Segment Start: EXERCISE MATERIALS

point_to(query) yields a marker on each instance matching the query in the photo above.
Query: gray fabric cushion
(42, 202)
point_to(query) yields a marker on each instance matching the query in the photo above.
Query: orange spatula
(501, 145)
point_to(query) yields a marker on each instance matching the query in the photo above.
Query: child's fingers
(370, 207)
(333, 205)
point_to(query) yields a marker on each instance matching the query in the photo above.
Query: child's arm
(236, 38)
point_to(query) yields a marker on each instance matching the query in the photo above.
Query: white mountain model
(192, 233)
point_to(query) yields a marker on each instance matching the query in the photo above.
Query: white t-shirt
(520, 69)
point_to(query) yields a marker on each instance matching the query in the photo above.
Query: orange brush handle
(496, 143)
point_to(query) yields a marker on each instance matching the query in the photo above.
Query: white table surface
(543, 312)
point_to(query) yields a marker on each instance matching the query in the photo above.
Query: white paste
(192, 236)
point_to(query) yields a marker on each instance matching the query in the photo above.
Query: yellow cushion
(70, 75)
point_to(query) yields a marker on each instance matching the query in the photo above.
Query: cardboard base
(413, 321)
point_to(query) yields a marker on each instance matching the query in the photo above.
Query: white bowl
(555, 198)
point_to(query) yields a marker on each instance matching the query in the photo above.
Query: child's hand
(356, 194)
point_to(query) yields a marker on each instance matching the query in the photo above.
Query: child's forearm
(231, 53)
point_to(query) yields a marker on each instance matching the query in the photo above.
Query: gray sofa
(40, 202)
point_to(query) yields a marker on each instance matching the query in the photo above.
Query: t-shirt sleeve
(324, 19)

Segment End: EXERCISE MATERIALS

▶ ASSIGNMENT
Only the lines from the one containing "Query: yellow cushion" through the final line of the records above should be printed, exactly as they stand.

▶ TASK RESPONSE
Query: yellow cushion
(70, 75)
point_to(query) yields a marker on each instance matching the query in the photo above.
Query: cardboard base
(413, 321)
point_to(query) yields a marker on each instance matching the query in the photo above.
Query: white bowl
(555, 198)
point_to(query) yields a marker on each instance matching the query in the photo above.
Query: child's hand
(356, 194)
point_to(query) yields a marker on each instance matching the query in the photo above.
Query: child's forearm
(231, 53)
point_to(query) yields a marker on each instance matching the query in the photo above.
Query: gray sofa
(40, 202)
point_to(query) yields a marker on each instance matching the query in the photo above.
Query: t-shirt sleeve
(324, 19)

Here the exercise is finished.